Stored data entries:
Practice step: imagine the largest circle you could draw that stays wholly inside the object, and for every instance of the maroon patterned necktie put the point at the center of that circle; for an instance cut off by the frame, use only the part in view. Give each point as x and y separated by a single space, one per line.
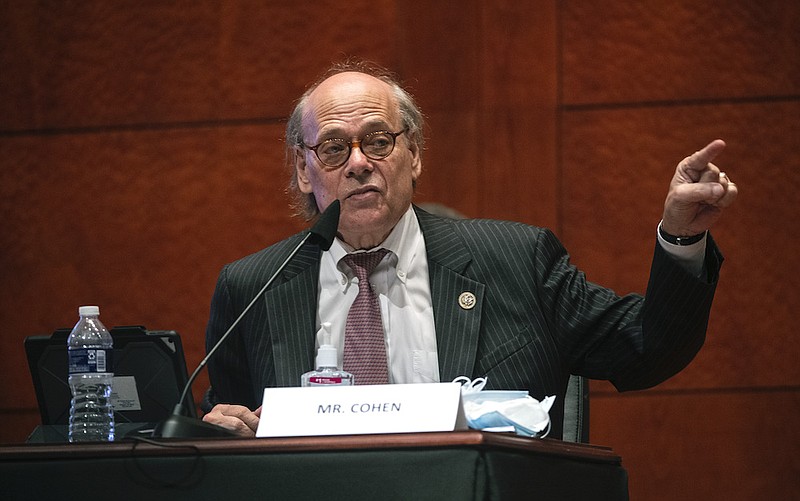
364 344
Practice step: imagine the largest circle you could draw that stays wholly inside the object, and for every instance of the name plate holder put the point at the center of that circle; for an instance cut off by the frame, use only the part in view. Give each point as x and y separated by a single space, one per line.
361 410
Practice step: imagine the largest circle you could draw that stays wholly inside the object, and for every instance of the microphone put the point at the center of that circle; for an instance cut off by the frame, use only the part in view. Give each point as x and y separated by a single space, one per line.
179 425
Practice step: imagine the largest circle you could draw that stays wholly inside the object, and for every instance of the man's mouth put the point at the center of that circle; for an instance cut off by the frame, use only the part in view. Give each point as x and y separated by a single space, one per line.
361 192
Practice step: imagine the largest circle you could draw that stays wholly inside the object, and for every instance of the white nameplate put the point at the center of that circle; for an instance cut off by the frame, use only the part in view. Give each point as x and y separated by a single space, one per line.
358 410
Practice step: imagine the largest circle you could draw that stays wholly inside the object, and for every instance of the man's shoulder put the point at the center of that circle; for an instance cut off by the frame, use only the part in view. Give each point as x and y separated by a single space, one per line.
495 229
267 259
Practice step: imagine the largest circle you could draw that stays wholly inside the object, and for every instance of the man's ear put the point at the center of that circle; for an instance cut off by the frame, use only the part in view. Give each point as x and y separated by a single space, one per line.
416 160
303 182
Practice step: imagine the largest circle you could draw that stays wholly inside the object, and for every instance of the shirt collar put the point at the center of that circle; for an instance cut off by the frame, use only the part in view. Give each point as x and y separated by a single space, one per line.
403 242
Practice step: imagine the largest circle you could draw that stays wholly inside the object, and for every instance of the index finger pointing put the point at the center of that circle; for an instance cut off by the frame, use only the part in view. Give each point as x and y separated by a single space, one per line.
700 159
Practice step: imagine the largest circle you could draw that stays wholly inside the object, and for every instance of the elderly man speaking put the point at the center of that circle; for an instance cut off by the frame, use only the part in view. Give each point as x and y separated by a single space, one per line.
479 298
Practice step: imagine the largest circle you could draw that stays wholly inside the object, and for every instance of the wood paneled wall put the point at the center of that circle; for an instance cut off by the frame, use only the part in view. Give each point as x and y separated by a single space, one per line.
140 150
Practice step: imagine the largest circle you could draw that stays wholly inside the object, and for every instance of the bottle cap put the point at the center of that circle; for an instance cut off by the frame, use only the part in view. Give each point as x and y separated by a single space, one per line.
89 311
327 356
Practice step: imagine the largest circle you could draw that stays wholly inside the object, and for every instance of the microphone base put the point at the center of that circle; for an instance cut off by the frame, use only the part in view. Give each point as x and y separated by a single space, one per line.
178 426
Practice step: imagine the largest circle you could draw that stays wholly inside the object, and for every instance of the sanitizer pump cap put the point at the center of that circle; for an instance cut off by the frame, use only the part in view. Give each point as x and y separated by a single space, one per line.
327 355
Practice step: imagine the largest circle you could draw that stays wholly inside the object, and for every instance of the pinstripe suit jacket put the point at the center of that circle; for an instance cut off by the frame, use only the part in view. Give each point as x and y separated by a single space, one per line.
536 319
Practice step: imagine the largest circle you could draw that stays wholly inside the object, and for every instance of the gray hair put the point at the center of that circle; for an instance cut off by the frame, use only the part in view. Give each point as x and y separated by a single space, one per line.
305 205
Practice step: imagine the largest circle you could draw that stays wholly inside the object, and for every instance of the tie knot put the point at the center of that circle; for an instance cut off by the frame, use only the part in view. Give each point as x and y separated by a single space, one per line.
363 263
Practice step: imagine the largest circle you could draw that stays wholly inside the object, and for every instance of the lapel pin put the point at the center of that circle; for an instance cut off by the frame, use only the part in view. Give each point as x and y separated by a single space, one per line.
467 300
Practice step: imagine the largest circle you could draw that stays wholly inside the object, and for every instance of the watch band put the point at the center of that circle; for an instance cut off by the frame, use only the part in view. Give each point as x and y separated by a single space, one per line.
675 240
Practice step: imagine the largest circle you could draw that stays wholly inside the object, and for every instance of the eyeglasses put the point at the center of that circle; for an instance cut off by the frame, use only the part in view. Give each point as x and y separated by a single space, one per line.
335 152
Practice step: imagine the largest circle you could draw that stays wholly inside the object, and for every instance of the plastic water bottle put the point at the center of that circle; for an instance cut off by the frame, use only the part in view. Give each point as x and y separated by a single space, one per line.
91 374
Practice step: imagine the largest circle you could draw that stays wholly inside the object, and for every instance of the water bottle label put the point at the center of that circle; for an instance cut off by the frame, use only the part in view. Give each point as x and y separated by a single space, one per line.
83 360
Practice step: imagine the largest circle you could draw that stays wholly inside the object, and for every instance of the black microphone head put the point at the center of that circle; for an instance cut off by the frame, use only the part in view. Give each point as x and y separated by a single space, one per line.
325 228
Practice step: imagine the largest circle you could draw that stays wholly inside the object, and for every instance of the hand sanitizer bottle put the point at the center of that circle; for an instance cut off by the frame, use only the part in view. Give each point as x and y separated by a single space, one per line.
327 372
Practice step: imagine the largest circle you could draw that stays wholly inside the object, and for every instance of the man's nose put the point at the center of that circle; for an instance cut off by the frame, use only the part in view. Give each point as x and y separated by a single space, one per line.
358 163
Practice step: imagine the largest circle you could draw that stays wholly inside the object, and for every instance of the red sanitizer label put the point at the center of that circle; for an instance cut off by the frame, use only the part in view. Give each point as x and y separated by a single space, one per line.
324 380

What you are asked to do: In the copy, omit the pictures and reproduce every entry exactly.

Response to the exercise:
Practice step: imagine the largest circle you could draw that stays wholly inside the object, and for every instance of the maroon patterned necktie put the point at the center of that circle; for an instance cut off by the frame, use only the part in view. Give each point as x and y separated by a single space, one per line.
364 344
Practice step: imagine the largest circle you could draw that stays wholly inside the object, and for every instance of the name plate holder put the point at the center of that circle; for an instance cut off by the frame, use only the part in view. Give each point as x and y separated by a single space, one per line.
361 410
Practice step: imagine the largest circle you could draw that stays wholly inside the object, and for every instance of the microphone put the point at the center of that circle; for an instance cut off by the frame, use only the part in view. Give each point as x and y separated by a single space, one per line.
179 425
Practice step: imagine the largest circle you could draw that stays wholly inside the object, and for every instance of the man's mouth put the point at the center of that circle; for an instance cut off by the frame, use only the part in view. Give each point as x and y separated by a single space, one per line.
361 192
Practice step: imagine the largest circle you could draw that stays wholly inside the object, and for every instance of the white nameplate put the point at the center of that circle; for an instance cut off by the frame, use only the part in view. Give each point as x and y separated by a single space, one per line.
358 410
Practice step: imagine the largest circle you could draw that stays wholly inside the object, and for every instance of the man's shoulder put the point at the center of that circle; for an instance cut off by the frame, use only the part in view. Give each point as x and y separated by a single space, one per line.
495 229
267 259
Practice step: imagine the largest circle you could draw that stays wholly inside the object, and for every instance of the man's ear put the point at the center of that circle; for an instance cut off by the frame, use only the part in view. Give each point as x and y separated by a single space, one per line.
416 160
303 182
Practice step: imagine the largest circle you could draw that stays wholly inside the object, and for every instance of the shirt collar put the point at the center of that circle; for an instance cut off by the frame, use only the part in view. Give each point as x and y separated by a single space, one per line.
403 242
Practice step: imagine the largest circle you could draw that stays wholly inside the object, and for every instance of the index finger pointing put the point at the center of that circle; for an instance cut off by the frame, use only the part in view. Give each point as x and y separated by a single space, one per line.
700 159
Practice step: imagine the largest circle you could draw that stays wholly inside the object, and for every instance of the elderly man speaking put the point at the center of that circle; for an instance cut off by the frame, use only the part in view. Give each point as x and y separated by a single space, one per line.
479 298
Practice step: imagine the largest circle you could draw that stays wholly inside the object, and for every instance of the wood paneled wall put the point at the center of that circle; for an instance cut off by the frame, use only the part in view. Give each point as x and y separated by a single space, one per line.
140 150
Practice step: imagine the largest circle you could draw that stays wholly inside the object, and for every instance of the bottle cap put the point at the center of that circle; for an instance cut off by the frame, use only the part in view. Give each point as x and y separated by a single space, one per line.
89 311
327 356
Practice step: imagine the largest circle you could draw that stays wholly inside the object, and for every instance of the microphone base put the point at the center of that circle; for an instance cut off by the frame, use only the part in view. Give each point as x and y separated by a single space, one per line.
178 426
Practice step: imagine the largest circle you could draw that stays wholly inside the object, and for every instance of the sanitizer pump cap put the point at the center of that circle; for an instance cut off by the frame, use only the part in view. Give each point as x and y separated by a single space, one per line.
327 355
Practice step: imagine the largest circle you could draw that stays wholly inside the object, and for every instance of the pinstripe suit jacket put the point at the center of that circle; for an instance cut off by the frame, use only the part in view. Give each point as x and y separated by a single space, one per line.
536 319
Practice step: imagine the largest circle you could draw that stays wholly inside the object, and for every instance of the gray hair put the point at the center of that circle; for an instance cut off by the frame, use only the part in view. Give each point as x and y separated by a single space, one per line.
305 205
Practice step: imagine the largest circle you could draw that stays wholly inside the object, and for every instance of the tie knot put the point at the center of that circle; for an instance cut off by the frame, use only the part in view. Give each point as x and y separated by a single space, one per line.
363 263
Practice step: imagine the largest circle you could draw that stays wholly inside the object, and for every instance of the lapel pin put the point at the center of that circle; for an instance cut off by the frame, use only the part in view. Give each point as x and y separated by a single space, one per line.
467 300
Practice step: imagine the largest circle you could draw that stays wholly inside the object, and for every instance of the watch band put the point at the center of that circle; for an instance cut off by the frame, use only the part in view. Give each point as x and y separated by a single space, one per line.
675 240
Practice step: imagine the largest circle you could draw that stays wholly inside the object, and for every instance of the eyeglasses put the point at the center of that circle; for an instance cut off by the frame, use only the part in view. Give each point as x and y separated by a single space, one per line.
335 152
Practice step: imagine the largest circle you could draw that stays wholly inside the object, and for every instance of the plastic water bottle put the point at the center of that circle; for an instance cut off by the frame, use only the part in view. Give each point as x and y separated by a single space, one per line.
91 374
Practice step: imagine the largest circle you could draw that stays wholly inside the object, and for every instance of the water bottle label put the point at the center of that circle; for an instance cut off by the frame, use only the part in view. Give each point as x and y separated by a single space, one per line.
83 360
Practice step: imagine the largest circle you could draw that stays wholly inside the object, and for every instance of the black microphone head put the point at the center of that circle; for an instance cut off by the frame, use only the part in view. Give each point as x and y separated by a single space, one per line.
325 228
Practice step: imagine the largest circle you could draw that stays wholly inside the object, and for every instance of the hand sanitizer bottle put the point at the center of that circle; for an instance cut off by the frame, use only the part in view. Give each point as x and y separated by a single space, one per line.
327 372
Practice step: imagine the largest circle you could draw that stays wholly inside the object, and for every instance of the man's nose put the point at the center of that circle; for an instance cut off by the frame, use only the part in view. Give each point as x and y separated by a single space, one per line.
358 163
Practice step: imagine the largest circle you could draw that stays wholly inside the object, and for every instance of the red sanitizer label put the point at the center of that circle; for an instance cut off by the frame, use only the part in view. Give each point as x and y separated by a single space, one per line.
324 380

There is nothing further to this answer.